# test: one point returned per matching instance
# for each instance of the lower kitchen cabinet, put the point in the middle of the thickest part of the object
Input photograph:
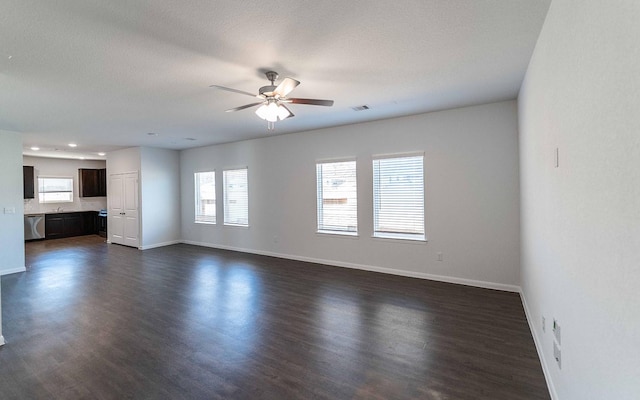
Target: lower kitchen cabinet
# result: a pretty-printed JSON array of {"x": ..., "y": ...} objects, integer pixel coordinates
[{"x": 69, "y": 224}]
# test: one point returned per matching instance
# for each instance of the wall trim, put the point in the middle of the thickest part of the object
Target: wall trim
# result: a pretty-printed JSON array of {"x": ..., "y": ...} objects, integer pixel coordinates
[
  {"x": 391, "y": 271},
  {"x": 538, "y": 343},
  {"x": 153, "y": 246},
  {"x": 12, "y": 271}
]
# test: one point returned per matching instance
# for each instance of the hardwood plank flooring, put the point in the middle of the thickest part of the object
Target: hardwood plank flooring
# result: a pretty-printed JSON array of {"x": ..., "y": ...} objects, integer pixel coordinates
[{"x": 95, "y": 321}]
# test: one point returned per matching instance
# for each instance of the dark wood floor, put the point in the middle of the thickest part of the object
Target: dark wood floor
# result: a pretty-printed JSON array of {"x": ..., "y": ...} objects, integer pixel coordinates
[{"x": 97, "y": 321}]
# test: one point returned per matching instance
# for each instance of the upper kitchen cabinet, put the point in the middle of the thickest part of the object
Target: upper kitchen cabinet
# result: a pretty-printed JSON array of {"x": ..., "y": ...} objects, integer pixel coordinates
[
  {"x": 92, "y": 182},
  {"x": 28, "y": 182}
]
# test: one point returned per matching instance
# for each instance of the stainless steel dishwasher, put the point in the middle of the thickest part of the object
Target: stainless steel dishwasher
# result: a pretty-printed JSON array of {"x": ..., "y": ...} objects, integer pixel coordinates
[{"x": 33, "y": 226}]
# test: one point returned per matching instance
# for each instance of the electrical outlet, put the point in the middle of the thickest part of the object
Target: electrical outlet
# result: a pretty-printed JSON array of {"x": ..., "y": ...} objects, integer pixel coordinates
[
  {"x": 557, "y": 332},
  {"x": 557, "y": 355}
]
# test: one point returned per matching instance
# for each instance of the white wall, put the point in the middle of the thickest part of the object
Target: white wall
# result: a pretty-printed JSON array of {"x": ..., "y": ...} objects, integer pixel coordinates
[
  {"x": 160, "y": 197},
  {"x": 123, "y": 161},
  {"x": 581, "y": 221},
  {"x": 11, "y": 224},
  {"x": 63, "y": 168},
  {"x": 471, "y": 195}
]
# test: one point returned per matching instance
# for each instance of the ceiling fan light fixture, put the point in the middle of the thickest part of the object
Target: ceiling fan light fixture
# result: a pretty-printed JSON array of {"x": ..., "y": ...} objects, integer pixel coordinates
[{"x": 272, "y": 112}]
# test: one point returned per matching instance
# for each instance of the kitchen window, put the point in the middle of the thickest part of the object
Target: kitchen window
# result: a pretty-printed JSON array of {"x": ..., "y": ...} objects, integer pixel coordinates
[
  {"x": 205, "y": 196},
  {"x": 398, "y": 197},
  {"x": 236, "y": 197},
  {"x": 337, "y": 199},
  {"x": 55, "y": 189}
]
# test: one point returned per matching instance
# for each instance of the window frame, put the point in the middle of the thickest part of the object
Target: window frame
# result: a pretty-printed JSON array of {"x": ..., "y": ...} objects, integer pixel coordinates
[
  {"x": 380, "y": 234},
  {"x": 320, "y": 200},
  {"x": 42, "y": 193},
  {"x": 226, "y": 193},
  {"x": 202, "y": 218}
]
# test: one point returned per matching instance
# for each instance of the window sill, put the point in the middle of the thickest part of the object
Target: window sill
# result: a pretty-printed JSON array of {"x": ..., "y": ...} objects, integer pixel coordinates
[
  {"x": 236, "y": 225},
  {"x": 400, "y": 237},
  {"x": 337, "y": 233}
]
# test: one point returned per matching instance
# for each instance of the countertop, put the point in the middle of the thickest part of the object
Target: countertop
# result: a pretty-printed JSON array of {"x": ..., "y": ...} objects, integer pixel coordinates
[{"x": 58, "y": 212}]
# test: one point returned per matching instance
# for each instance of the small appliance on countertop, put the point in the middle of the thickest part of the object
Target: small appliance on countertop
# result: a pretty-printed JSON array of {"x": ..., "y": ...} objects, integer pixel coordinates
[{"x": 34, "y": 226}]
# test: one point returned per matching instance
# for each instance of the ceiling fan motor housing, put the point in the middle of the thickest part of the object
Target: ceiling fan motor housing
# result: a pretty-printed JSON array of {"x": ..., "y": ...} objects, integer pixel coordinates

|---|

Repérez dans les enregistrements chaque ligne où figure le mot « small », puis recopiez toutes ces lignes.

# for each instance of the small appliance on countertop, put the point in the middle of the thickest part of the object
Target: small appliance on countertop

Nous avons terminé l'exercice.